> _Exercise requirements_: Write out each of the records below word for word, leaving every line unchanged.

> _Dataset extract_:
--------------------------------
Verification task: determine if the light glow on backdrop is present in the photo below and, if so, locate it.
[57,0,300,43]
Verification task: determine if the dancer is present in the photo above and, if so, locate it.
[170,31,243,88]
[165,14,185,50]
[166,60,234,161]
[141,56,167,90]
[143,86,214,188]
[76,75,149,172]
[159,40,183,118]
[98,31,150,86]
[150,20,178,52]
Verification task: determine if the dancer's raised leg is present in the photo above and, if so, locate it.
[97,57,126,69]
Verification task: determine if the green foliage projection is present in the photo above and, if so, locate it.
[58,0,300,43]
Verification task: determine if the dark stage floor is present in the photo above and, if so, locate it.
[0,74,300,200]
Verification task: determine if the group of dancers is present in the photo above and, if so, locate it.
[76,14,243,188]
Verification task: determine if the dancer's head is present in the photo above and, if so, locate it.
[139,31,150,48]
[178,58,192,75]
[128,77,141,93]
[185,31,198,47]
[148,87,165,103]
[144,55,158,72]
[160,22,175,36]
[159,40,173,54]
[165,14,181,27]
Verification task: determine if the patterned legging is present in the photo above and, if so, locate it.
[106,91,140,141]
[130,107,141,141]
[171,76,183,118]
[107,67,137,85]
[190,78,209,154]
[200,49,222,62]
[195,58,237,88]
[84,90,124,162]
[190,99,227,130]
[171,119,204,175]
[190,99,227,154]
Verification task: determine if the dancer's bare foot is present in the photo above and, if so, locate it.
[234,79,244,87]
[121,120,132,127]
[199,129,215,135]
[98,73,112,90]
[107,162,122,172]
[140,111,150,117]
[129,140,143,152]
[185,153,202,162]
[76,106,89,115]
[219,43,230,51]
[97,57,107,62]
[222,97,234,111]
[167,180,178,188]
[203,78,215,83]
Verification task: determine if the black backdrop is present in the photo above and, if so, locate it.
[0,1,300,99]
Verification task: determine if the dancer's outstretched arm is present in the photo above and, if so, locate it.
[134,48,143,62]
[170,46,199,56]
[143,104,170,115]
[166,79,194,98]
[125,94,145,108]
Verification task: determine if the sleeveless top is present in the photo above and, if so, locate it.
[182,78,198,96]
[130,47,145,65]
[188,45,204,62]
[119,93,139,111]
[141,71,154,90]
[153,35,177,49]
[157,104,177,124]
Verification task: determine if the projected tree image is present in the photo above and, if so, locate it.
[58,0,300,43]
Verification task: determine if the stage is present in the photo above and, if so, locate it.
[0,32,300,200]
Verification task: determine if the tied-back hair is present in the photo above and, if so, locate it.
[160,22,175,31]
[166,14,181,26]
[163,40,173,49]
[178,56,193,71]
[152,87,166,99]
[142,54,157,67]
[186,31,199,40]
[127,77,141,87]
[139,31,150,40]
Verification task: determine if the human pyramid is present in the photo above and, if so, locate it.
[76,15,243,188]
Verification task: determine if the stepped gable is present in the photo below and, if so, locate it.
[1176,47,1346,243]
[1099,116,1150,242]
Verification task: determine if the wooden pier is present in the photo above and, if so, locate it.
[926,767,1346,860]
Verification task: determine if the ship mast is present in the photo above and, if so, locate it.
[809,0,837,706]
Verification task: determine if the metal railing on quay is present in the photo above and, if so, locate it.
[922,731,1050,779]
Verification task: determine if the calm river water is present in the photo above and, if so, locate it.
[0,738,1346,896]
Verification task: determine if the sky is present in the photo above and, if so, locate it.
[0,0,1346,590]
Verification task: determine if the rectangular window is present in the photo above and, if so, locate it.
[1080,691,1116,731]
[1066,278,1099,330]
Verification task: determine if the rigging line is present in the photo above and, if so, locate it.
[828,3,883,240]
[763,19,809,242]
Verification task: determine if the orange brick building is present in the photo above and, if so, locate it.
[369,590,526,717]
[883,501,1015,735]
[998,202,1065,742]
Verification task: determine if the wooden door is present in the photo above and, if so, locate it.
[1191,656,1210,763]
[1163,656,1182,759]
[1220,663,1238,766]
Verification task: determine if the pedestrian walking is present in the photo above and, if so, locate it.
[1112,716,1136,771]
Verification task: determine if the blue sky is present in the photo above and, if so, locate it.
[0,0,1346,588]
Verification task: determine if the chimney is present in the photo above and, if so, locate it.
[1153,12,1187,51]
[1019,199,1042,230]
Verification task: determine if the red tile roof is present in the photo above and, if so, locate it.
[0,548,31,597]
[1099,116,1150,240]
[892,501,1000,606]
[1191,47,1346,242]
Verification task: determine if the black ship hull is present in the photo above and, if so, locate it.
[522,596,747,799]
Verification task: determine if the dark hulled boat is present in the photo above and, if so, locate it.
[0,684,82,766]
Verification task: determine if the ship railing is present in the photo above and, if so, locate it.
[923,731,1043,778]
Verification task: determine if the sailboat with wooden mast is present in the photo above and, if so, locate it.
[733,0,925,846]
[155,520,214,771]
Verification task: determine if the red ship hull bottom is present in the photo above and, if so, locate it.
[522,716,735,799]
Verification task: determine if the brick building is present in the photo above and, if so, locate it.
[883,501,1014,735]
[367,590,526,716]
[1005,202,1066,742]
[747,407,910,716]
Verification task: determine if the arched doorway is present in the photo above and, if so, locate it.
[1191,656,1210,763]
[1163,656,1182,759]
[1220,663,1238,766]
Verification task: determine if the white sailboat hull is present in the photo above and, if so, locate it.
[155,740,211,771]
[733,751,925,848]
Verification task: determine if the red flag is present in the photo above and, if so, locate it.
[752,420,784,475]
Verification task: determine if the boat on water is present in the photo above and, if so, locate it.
--------------------------------
> _Task output_:
Verification task: determine if the light glow on backdrop is present in the photo below and, if so, locate it.
[57,0,300,43]
Verification task: determine if the dancer is present in the photo above and, if so, locate it.
[170,31,243,88]
[165,14,185,50]
[166,60,234,161]
[141,56,167,90]
[143,86,214,188]
[76,75,149,172]
[159,40,183,118]
[98,31,150,86]
[150,20,178,52]
Verification task: determine if the dancer's raised leg is present in the photo above and, if so, locate it.
[97,57,126,69]
Verification task: determine if the green foliage projection is present in the photo above and, if so, locate it.
[58,0,300,43]
Verification task: determine if the dark stage floor is present in the photo above and, if so, locate it.
[0,74,300,200]
Verification task: determine if the group of dancers is present in the photo above and, if so, locate it.
[76,14,243,188]
Verification task: determine if the dancer's head is present in the photo above and, if so, locate it.
[139,31,150,48]
[178,58,192,75]
[128,77,141,93]
[185,31,198,47]
[148,87,165,103]
[144,55,158,72]
[160,22,175,36]
[159,40,173,54]
[165,14,181,27]
Verification task: determine if the patterned legging is present in the photo above and, if so, locate it.
[106,91,140,141]
[130,107,141,141]
[171,76,183,118]
[107,67,137,85]
[190,78,209,154]
[200,49,222,62]
[195,58,237,88]
[84,90,124,162]
[190,99,227,130]
[171,119,204,175]
[190,99,227,154]
Verification task: determine if the dancer's bare foot is present in the photo above and, if so, locate it.
[234,79,244,87]
[121,120,132,127]
[199,129,215,135]
[98,73,112,90]
[107,162,122,172]
[140,111,150,117]
[129,140,143,152]
[185,153,202,162]
[76,106,89,115]
[219,43,230,51]
[97,57,107,62]
[222,97,234,111]
[167,180,178,188]
[203,78,215,83]
Verification task: determine if the black backdrop is present in the photo above and, if so, locate it.
[0,1,300,99]
Verification task: determine if the dancer's outstretched arm is present in the photo above and, if so, locate it.
[134,48,143,62]
[170,46,199,56]
[143,104,170,115]
[166,79,194,98]
[125,94,145,108]
Verification task: determine if the sleeveless top is present in the photo above and, if so, locate it.
[182,78,198,96]
[130,47,145,65]
[188,45,204,62]
[119,93,139,111]
[141,71,154,90]
[153,35,177,49]
[157,104,177,124]
Verification task: determine if the projected tree image is present in the photo above and, if so, locate it.
[58,0,300,43]
Verification task: determine if the stage is present in the photo above and, if so, locate it.
[0,32,300,200]
Verification task: determine if the tied-back hair is present in the photo above and, if so, locate it.
[160,22,175,31]
[166,14,181,26]
[163,40,173,49]
[178,56,193,71]
[152,87,166,99]
[142,54,157,67]
[186,31,199,40]
[127,77,141,87]
[139,31,150,40]
Verification task: determine if the human pyramid is present in the photo above and, if so, locate it.
[76,15,243,188]
Verification task: determine if the stepped gable is present in the photo below and, if so, locate it.
[1176,47,1346,243]
[1099,116,1150,242]
Verification task: determine if the wooden pier is present in the photo above and, if so, locate it.
[926,767,1346,860]
Verification task: determine if the ship mast is present in the photo above and, if so, locate it.
[809,0,837,706]
Verification task: determine if the metal railing on quay is present in the photo above and, if so, locate it.
[922,731,1050,779]
Verification task: determine if the calm river water is present in the photo above and, if so, locate it.
[0,738,1346,896]
Verification task: determine if the sky is present in the photo above and, if so, locate it.
[0,0,1346,590]
Verification task: determine if the rectangular window is present in the photo above and, if so, locate it.
[1080,691,1116,731]
[1066,278,1099,330]
Verification task: determine if the rigging line is present in the photo above and, if so, locate it.
[828,3,883,240]
[763,19,809,242]
Verification task: determine if the orange brick building is present in the photo above and, if so, locate it.
[369,590,526,717]
[883,501,1015,735]
[998,202,1065,742]
Verification task: determine if the wooden door is present in the photo above and, if so, locate it.
[1191,656,1210,763]
[1163,656,1182,759]
[1220,663,1238,766]
Verification task: determine if the pedestrian walking is present in the photo above and, if so, locate it.
[1112,716,1136,771]
Verification task: determine if the blue sky is present in the photo above and, if so, locate it.
[0,0,1346,588]
Verification task: determine if the chimney is present in the photo above and, if so, locate it.
[1153,12,1187,51]
[1019,199,1042,230]
Verification task: determine if the red tile roof is present in the photo above and, if so, locate it.
[0,548,31,597]
[1099,116,1150,240]
[892,501,1000,606]
[1191,47,1346,242]
Verification task: determine if the black ship hull is present in the photo above and, if so, locate it.
[522,596,747,799]
Verification task: determine if the dark hulled boat is present in the photo above and, if so, locate it.
[0,684,82,766]
Verification task: determine if the ship railing is present in the photo above and, if so, locate it.
[923,731,1043,778]
Verification task: determine if the sailboat with wooden mast is present in the photo above and, if so, locate it.
[733,0,925,846]
[155,520,214,771]
Verification task: determine if the red ship hull bottom is present in the photo above and, if so, locate it.
[522,716,735,799]
Verification task: determine if the brick building is present in the photo above and, if so, locate it.
[883,501,1014,735]
[367,590,526,716]
[1005,202,1066,742]
[747,407,910,716]
Verification task: determine if the arched doorway is present in the photo above and, if so, locate it.
[1191,656,1210,763]
[1163,656,1182,759]
[1220,663,1238,766]
Verification task: determine if the white sailboat hull is present in the photo above and, if so, locate it.
[155,740,211,771]
[733,751,925,848]
Verification task: determine if the red flag is present in the photo above and, if so, locate it.
[752,420,784,475]
Verification task: determine if the boat on water is present in the photo above and, if so, locate it.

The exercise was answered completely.